* [Exercise instructions]:
**a.** Return the part of the variable life insurance text from "Policies may vary" up to and including "people or policyholders.", word for word.
**b.** In the text on variable life insurance, what can happen to the policy when the investments are poor?

:: Text block

Variable life insurance allows a person to invest in different types of funds such as money market, bonds, equities, and various combinations of different types of investments to affect the cash value in a positive way. The value of the death benefit can change depending upon the worth of the investments. The amount to invest in funds can be a portion of the actual premium so if there are losses incurred it will not affect the entire balance of the cash value. Variable life insurance allows the policy owner to earn money without being taxed on those earnings until the policy is cashed out. However, there is a possibility of losses as well. "And that which thou sow, thou sow not that body that shall be, but bare grain, it may chance of wheat, or of some other grain" (1 Corinthians 15:37).



Policies may vary depending upon the insurance company and what investments they allow for variable life insurance. Some choices for investing a portion of a premium include equities and bonds both nationally and/or globally. Policyholders should be able to see what is happening with their money on a daily basis when part of the premium is invested. In addition, they should have some say as to what the money is invested in. Many reps will suggest being diversified by investing in a mix of choices. Insurance companies may vary in what they allow or options that they offer on investments. They should offer a variety of investment choices in order for it to be attractive to the maximum amount of people or policyholders.



The death benefit at the time of death is based upon the face amount of the policy plus any cash value that occurs because of investments. Variable life insurance that has returns on investments may more than pay for the premiums on the policy. When the investments are poor the policy can lapse because the investment is not enough to make the premiums. If this happens then the policyholder needs to be informed so premiums can be paid or there will be no death benefit available when needed. A person considering this type of policy should consider making the premiums every month without considering the investments so the policy will not be in danger of lapsing.



The costs of variable life insurance is usually more expensive compared to whole, term and universal but there are some benefits that may make it a better choice. Advantages to consider are tax free earnings and the increase of the cash benefit at the time of death. The policyholder should realize that withdrawals and loans can affect the cash benefit as well. Term insurance is only good for a certain period of time but may be able to be renewed or converted to whole life and does not increase in value or have cash benefit. Whole life policies have guaranteed cash value and the value can be borrowed against but borrowing reduces the death benefit until the money is paid back. Interest is charged to the policyholder when paying back the borrowed amount.

::::
:: Data records

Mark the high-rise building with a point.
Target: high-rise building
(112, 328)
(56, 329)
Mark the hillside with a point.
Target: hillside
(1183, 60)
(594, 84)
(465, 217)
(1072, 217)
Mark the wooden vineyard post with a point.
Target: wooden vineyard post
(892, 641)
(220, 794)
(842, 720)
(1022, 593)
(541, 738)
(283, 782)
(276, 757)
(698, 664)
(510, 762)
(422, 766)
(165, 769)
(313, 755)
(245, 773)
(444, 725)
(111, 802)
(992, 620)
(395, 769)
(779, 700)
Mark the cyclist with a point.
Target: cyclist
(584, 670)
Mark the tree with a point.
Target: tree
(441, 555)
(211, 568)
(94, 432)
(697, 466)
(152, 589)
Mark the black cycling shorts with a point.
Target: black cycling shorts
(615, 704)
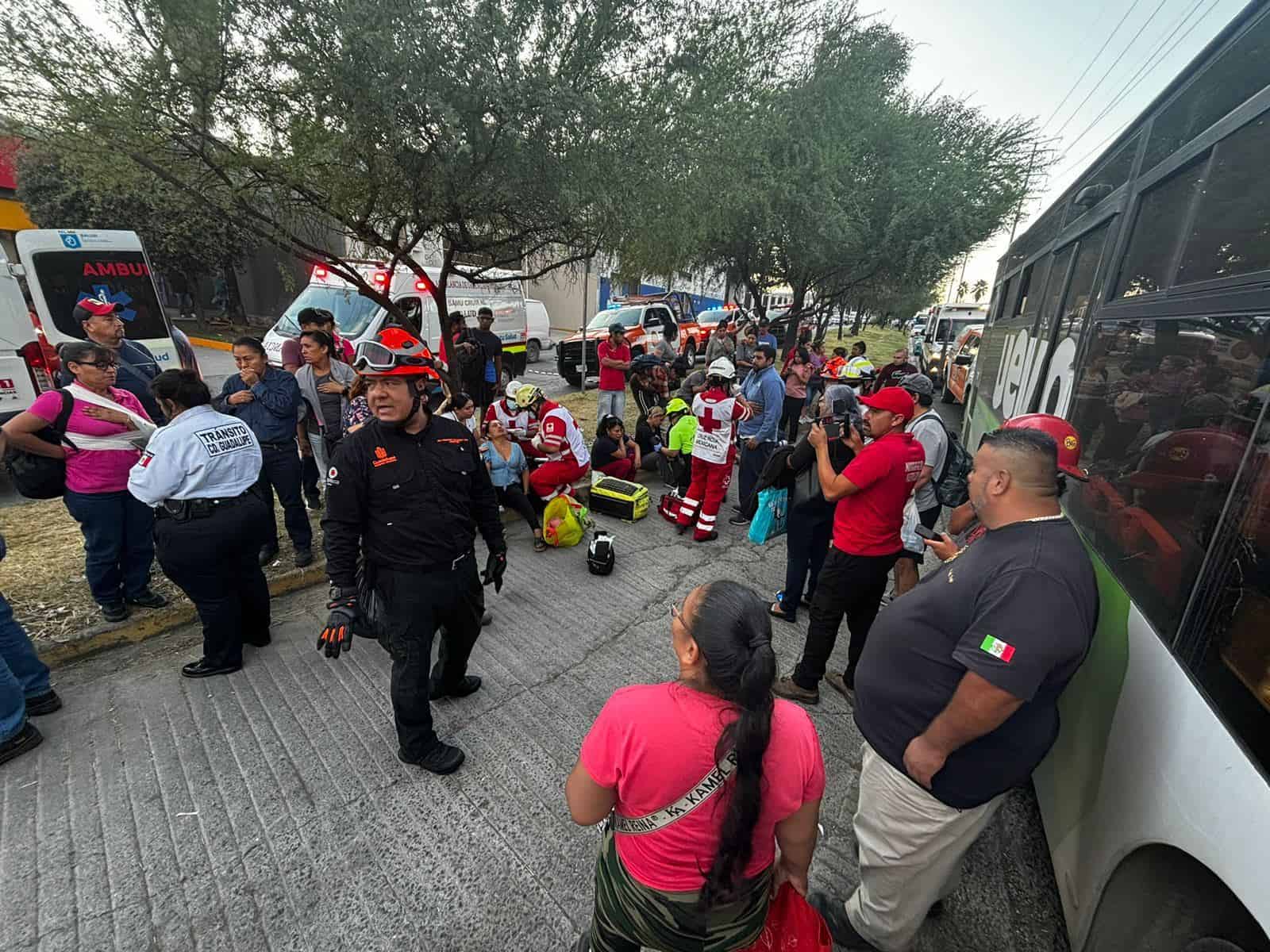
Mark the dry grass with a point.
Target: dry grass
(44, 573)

::::
:: Data records

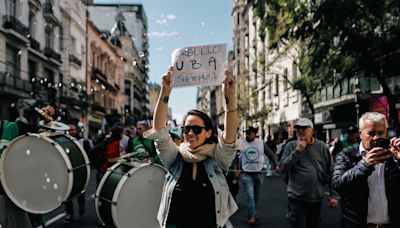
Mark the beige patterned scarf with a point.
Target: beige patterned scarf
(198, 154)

::::
:: Data records

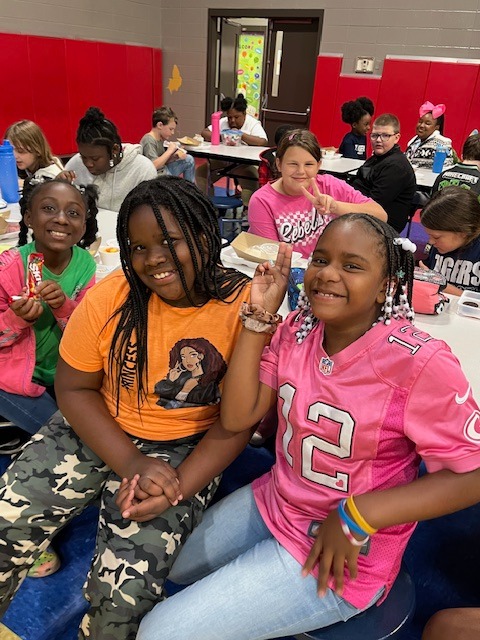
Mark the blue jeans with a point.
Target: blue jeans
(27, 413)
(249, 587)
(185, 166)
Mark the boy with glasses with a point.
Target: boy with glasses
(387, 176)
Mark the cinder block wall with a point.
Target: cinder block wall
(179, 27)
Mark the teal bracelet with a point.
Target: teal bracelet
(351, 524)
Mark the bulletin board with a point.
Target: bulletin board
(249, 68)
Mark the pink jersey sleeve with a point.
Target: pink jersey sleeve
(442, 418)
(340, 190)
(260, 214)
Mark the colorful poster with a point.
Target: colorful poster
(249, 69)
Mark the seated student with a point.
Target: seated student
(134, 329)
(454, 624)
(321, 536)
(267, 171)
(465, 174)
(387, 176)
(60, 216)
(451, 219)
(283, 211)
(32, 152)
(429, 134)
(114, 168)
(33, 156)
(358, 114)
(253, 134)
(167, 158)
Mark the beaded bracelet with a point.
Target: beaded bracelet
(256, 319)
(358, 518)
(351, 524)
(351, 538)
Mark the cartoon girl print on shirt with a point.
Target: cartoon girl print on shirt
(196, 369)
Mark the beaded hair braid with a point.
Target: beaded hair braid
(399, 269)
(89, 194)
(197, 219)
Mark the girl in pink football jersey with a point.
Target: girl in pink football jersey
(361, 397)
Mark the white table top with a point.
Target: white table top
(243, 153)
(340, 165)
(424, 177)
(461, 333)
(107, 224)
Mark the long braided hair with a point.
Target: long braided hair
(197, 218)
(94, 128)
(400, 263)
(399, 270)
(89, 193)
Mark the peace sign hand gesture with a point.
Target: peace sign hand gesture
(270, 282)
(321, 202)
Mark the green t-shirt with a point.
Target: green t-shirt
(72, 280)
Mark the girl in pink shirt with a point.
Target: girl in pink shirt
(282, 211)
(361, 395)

::::

* [Full solutions]:
**a.**
Policies may vary depending upon the insurance company and what investments they allow for variable life insurance. Some choices for investing a portion of a premium include equities and bonds both nationally and/or globally. Policyholders should be able to see what is happening with their money on a daily basis when part of the premium is invested. In addition, they should have some say as to what the money is invested in. Many reps will suggest being diversified by investing in a mix of choices. Insurance companies may vary in what they allow or options that they offer on investments. They should offer a variety of investment choices in order for it to be attractive to the maximum amount of people or policyholders.

**b.** The policy can lapse because the investment is not enough to make the premiums.